What to do
Present the rows from the very beginning through the line containing "POLYGON ((136 54, 135" as a numbered list, leaving out any blank lines.

Task data
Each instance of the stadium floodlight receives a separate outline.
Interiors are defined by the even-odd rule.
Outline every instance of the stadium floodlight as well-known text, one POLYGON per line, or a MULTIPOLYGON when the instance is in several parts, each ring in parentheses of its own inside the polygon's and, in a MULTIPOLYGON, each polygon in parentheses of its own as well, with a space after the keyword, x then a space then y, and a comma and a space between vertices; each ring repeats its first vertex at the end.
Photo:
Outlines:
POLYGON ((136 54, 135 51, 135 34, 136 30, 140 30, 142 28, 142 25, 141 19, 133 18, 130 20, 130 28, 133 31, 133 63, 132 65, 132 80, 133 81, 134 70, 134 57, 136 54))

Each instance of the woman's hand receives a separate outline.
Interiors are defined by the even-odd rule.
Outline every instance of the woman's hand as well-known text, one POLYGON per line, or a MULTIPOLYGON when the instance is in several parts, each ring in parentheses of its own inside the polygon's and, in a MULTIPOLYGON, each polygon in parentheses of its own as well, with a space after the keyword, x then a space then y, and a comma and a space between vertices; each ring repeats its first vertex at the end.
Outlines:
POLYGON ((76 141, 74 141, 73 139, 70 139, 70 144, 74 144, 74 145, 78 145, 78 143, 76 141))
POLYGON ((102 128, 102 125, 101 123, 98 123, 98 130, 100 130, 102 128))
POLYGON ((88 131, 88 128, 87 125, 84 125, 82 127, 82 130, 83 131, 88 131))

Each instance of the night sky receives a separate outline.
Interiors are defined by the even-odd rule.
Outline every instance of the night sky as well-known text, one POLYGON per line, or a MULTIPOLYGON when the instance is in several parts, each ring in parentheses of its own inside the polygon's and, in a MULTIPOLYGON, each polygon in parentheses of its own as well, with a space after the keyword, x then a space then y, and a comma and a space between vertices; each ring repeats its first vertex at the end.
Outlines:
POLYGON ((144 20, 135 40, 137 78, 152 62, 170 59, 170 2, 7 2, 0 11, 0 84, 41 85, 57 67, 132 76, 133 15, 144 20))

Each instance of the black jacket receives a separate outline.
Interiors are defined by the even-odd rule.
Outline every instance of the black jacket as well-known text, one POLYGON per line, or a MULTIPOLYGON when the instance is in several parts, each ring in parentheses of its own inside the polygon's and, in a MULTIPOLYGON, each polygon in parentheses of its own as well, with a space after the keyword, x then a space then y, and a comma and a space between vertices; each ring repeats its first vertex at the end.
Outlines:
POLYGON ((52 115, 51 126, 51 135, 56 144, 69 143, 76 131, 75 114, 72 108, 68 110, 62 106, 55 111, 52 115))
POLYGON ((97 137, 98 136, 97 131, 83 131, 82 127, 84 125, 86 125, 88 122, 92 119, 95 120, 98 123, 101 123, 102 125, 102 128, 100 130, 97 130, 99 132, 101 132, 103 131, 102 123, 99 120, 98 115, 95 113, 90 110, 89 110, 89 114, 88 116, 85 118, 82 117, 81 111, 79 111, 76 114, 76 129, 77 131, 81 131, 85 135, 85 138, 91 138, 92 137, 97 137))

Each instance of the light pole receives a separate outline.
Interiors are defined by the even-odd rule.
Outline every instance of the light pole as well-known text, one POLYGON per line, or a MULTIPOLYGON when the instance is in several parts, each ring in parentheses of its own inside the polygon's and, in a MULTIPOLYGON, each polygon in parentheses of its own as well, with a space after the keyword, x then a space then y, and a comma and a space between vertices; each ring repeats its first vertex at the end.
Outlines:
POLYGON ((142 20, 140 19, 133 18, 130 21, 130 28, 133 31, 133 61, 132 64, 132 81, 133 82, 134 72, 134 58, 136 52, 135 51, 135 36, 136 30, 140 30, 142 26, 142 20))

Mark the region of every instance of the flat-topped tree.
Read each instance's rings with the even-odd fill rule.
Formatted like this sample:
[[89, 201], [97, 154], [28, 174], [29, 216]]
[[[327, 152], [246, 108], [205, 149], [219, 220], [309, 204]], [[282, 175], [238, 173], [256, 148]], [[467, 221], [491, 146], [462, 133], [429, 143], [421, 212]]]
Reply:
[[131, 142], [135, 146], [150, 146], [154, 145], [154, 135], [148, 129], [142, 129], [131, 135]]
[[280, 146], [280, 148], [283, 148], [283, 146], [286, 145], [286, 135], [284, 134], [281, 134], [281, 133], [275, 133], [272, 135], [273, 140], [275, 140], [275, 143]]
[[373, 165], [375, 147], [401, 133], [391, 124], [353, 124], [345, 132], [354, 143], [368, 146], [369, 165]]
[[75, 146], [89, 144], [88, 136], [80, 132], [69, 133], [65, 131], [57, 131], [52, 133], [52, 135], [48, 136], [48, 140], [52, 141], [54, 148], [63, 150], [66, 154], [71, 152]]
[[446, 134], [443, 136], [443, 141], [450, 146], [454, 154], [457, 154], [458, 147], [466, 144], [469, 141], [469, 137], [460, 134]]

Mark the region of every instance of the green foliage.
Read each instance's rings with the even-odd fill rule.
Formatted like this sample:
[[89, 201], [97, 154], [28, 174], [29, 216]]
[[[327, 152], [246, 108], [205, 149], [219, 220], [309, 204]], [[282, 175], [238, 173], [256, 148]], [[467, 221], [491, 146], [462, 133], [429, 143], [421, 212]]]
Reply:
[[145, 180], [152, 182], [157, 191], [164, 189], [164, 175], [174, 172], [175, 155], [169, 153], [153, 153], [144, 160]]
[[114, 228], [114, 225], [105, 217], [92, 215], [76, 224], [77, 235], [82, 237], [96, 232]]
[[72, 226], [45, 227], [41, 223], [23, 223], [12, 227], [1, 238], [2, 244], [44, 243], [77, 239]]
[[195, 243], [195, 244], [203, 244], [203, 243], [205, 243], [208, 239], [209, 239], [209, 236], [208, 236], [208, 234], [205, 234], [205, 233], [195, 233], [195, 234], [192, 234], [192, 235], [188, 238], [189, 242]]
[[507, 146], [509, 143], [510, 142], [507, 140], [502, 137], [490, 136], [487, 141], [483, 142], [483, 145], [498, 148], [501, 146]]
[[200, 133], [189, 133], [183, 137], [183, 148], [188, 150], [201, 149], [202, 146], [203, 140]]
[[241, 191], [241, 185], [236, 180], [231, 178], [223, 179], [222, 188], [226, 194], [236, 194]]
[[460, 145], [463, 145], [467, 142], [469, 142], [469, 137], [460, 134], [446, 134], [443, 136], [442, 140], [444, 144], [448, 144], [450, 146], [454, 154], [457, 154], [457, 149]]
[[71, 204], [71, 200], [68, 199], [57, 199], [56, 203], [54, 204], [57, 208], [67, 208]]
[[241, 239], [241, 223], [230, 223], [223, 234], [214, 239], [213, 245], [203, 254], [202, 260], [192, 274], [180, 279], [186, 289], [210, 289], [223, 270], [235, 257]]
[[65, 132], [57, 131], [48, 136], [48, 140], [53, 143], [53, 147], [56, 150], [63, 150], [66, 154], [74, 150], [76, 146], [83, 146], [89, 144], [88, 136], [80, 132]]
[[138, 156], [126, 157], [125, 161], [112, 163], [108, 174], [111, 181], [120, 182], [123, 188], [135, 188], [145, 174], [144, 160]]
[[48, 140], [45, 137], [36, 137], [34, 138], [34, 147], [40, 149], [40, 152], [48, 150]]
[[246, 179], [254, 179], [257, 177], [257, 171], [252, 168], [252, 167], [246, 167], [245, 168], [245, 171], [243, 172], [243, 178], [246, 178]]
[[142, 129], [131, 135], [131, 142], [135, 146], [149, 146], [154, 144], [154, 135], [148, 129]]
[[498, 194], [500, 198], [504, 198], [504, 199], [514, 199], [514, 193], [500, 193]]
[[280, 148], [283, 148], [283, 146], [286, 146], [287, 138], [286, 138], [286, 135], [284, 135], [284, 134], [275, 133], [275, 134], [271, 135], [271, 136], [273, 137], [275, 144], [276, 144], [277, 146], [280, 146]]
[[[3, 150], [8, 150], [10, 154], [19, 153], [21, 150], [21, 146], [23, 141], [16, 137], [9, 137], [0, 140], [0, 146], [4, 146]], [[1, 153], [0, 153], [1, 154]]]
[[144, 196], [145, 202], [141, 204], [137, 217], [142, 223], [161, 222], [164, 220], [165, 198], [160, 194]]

Problem solution
1. Each instance of the stadium floodlight receives a separate outline.
2. Interiors are defined by the even-odd rule.
3. Outline every instance of the stadium floodlight as well-known text, one POLYGON per line, or a MULTIPOLYGON when the instance is in several parts, each ring in parentheses of its own inside the polygon's and, in a MULTIPOLYGON, each polygon in parentheses of its own as well, with a space after the keyword, x then a space then y, and a comma and a space between vertices; each ring repeats its first vertex at the end.
4. Photo:
5. Outlines:
6. POLYGON ((136 54, 135 51, 135 34, 136 30, 140 30, 142 28, 142 25, 141 19, 133 18, 130 20, 130 28, 133 31, 133 63, 132 65, 132 80, 133 81, 134 70, 134 57, 136 54))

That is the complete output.